(Rio de Janeiro) Le Brésil est devenu samedi le deuxième pays à dépasser les 100 000 morts du coronavirus, après les États-Unis, une hécatombe face à laquelle le président Jair Bolsonaro a dit avoir la « conscience tranquille » malgré les critiques.

Le plus grand pays d’Amérique latine, peuplé de 212 millions d’habitants, a également franchi samedi un autre seuil symbolique, celui des 3 millions de personnes contaminées.

Les chiffres officiels (100 477 morts et 3 012 412 cas confirmés de contamination) doivent toutefois être relativisés en raison de l’insuffisance de tests, les spécialistes estimant que le nombre total de personnes infectées pourrait être jusque six fois plus élevé.

Le Brésil déplore 478 morts par million d’habitants, un chiffre équivalent à celui des États-Unis (487), mais inférieur à celui de l’Espagne (609) ou de l’Italie (583).

Plus de 1000 décès quotidiens sont recensés en moyenne depuis plusieurs semaines, alors que la pandémie entre dans son sixième mois dans le pays.  

Le premier cas confirmé de COVID-19 a été recensé à Sao Paulo le 26 février, et le premier décès le 12 mars, également dans la mégalopole.

Le seuil des 50 000 morts a été dépassé une centaine de jours plus tard, mais ce total a ensuite doublé en moitié moins de temps.

« Virus cruel »

Le rythme des contaminations s’est accéléré ces dernières semaines dans les campagnes, à l’intérieur des terres, et dans les régions où le virus est arrivé plus tard, notamment dans le Sud et le Centre-Ouest.

Lignes fournies –

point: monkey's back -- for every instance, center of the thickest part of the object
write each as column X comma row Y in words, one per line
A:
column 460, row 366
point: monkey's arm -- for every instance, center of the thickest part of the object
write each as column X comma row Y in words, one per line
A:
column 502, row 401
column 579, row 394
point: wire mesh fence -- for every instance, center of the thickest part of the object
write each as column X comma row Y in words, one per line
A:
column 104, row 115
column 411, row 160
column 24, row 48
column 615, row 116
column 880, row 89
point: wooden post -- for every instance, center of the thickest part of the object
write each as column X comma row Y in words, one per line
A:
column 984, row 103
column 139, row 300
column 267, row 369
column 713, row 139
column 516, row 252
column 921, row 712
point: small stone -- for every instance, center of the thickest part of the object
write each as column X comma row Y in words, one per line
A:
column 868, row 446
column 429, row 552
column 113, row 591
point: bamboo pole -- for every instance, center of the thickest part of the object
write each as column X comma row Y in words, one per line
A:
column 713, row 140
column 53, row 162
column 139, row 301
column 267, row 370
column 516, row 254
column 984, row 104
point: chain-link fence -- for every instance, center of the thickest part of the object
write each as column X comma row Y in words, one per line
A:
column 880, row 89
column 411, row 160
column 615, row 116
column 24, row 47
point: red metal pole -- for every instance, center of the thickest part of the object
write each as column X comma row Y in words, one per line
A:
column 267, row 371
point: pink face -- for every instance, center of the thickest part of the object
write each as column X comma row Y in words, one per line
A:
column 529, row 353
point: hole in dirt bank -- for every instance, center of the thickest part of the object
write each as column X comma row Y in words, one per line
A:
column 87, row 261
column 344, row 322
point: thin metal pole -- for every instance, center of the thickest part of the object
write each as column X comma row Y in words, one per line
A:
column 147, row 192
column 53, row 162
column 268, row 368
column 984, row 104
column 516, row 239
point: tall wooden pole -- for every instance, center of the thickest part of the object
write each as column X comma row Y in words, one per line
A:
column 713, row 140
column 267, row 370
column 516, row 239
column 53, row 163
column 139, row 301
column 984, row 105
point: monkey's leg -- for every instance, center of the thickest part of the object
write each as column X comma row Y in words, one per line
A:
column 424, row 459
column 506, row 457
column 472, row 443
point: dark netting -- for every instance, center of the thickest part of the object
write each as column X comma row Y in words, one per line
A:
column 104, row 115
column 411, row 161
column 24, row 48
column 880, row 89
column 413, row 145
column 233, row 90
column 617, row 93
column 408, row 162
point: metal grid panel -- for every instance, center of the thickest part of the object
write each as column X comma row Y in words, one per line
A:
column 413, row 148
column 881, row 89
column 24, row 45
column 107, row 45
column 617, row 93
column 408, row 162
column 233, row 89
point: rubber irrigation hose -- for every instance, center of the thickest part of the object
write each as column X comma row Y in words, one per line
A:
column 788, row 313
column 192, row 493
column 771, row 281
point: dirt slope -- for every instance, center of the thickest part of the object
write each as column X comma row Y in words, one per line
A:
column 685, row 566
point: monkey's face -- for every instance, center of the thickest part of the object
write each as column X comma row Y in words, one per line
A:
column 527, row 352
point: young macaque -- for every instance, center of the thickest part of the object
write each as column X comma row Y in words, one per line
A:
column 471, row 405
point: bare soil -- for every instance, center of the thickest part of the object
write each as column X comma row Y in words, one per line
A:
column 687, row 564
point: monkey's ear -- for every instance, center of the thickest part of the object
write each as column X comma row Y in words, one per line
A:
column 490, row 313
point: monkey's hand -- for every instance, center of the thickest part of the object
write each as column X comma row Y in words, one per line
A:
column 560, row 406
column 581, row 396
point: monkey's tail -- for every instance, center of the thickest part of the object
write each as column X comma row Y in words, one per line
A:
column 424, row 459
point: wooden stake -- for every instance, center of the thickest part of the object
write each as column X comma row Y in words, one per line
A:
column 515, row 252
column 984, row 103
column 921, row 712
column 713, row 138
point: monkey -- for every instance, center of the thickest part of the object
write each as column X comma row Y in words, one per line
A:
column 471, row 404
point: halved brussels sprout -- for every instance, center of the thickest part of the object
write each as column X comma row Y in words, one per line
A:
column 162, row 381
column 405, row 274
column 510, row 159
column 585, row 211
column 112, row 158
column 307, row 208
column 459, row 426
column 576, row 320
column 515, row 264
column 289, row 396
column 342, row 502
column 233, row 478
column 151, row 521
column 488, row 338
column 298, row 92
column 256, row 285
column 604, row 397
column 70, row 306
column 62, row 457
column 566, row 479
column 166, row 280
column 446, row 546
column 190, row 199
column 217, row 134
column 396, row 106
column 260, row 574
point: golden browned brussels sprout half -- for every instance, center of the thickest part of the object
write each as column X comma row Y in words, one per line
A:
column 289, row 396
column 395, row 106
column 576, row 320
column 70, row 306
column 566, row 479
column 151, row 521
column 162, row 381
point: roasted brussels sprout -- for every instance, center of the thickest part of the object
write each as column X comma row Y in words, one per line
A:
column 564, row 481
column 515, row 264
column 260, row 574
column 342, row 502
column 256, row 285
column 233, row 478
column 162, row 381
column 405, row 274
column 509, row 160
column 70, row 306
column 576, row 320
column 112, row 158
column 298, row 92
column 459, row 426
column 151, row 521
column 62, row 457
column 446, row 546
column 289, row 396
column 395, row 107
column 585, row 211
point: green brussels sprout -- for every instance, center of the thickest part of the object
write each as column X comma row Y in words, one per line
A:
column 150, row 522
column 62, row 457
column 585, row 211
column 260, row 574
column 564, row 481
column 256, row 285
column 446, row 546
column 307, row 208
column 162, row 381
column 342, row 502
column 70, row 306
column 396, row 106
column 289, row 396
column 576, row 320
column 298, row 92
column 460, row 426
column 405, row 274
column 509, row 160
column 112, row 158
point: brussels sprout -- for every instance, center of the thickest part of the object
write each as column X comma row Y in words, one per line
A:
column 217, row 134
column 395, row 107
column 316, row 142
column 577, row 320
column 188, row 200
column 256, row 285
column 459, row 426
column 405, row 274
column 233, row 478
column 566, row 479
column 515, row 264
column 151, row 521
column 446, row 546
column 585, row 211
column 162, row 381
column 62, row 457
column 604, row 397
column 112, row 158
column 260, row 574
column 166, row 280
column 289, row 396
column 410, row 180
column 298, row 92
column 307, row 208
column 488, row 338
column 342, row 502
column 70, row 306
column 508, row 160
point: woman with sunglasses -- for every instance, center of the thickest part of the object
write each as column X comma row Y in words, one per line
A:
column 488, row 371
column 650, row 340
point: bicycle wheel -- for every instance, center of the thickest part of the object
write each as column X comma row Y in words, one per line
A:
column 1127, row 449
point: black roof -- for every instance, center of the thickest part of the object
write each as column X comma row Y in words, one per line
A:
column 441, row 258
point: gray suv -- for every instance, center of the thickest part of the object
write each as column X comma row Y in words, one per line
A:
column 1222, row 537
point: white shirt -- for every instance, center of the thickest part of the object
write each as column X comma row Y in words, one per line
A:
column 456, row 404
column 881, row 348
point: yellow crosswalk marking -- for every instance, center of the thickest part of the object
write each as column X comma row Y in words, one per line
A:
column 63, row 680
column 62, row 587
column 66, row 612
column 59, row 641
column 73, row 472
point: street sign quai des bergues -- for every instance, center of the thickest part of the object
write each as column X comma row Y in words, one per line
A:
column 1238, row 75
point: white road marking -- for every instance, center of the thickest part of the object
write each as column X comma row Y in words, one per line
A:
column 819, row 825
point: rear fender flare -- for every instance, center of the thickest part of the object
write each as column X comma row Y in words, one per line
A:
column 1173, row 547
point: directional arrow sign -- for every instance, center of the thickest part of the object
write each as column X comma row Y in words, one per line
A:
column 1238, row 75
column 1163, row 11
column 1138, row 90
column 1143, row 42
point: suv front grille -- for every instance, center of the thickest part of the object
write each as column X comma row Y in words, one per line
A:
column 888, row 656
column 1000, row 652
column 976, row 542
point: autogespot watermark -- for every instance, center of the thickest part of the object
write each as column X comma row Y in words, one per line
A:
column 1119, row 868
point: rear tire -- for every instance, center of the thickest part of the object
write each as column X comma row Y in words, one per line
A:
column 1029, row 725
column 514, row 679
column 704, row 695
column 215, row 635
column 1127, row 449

Consigne 1 –
Recopiez le passage de l'article sur le Brésil qui commence par « Les chiffres officiels » et se poursuit jusqu'à « moins de temps. ».
Consigne 2 –
Prolongez l'article sur le Brésil en reprenant juste après sa dernière phrase.
Ces lignes n'ont aucun lien avec l'article sur le Brésil.

Réponse 1 –
Les chiffres officiels (100 477 morts et 3 012 412 cas confirmés de contamination) doivent toutefois être relativisés en raison de l’insuffisance de tests, les spécialistes estimant que le nombre total de personnes infectées pourrait être jusque six fois plus élevé.

Le Brésil déplore 478 morts par million d’habitants, un chiffre équivalent à celui des États-Unis (487), mais inférieur à celui de l’Espagne (609) ou de l’Italie (583).

Plus de 1000 décès quotidiens sont recensés en moyenne depuis plusieurs semaines, alors que la pandémie entre dans son sixième mois dans le pays.  

Le premier cas confirmé de COVID-19 a été recensé à Sao Paulo le 26 février, et le premier décès le 12 mars, également dans la mégalopole.

Le seuil des 50 000 morts a été dépassé une centaine de jours plus tard, mais ce total a ensuite doublé en moitié moins de temps.

Réponse 2 –
En revanche, il est stable dans les États du Sud-Est comme Sao Paulo et Rio de Janeiro, les plus touchés en chiffres absolus, et en baisse dans les régions du nord, où la situation était catastrophique en avril et en mai.

Sur la plage de Copacabana, à Rio, l’ONG Rio de Paz a organisé samedi matin un lâcher de 1000 ballons rouges en hommage aux personnes décédées de la COVID-19 au Brésil, avec 100 croix noires plantées dans le sable.

L’ex-président de gauche Luiz Inacio Lula da Silva (2003-2010) a dénoncé samedi sur Twitter « l’arrogance d’un président qui a choisi de qualifier ce virus cruel de petite grippe, en défiant la science et même la mort, et qui portera en son âme la responsabilité de milliers de vies perdues ».

« C’est la guerre la plus dévastatrice qui s’est jamais abattue sur notre pays. La guerre de l’incurie, de l’absence de politique sanitaire, une leçon d’inhumanité », a déclaré pour sa part Marco Lucchesi, président de l’Académie brésilienne des Lettres.  

La pandémie a jeté une lumière crue sur les inégalités du Brésil, le virus faisant des ravages dans les favelas, touchant particulièrement les populations noires.

Il n’a pas épargné les indigènes d’Amazonie, dont un grand cacique, Aritana Yawalapiti est décédé du coronavirus cette semaine.  

« Pas un mot de réconfort »

« Chronique de 100 000 morts annoncées », pouvait-on lire samedi dans un éditorial du journal Folha de S. Paulo.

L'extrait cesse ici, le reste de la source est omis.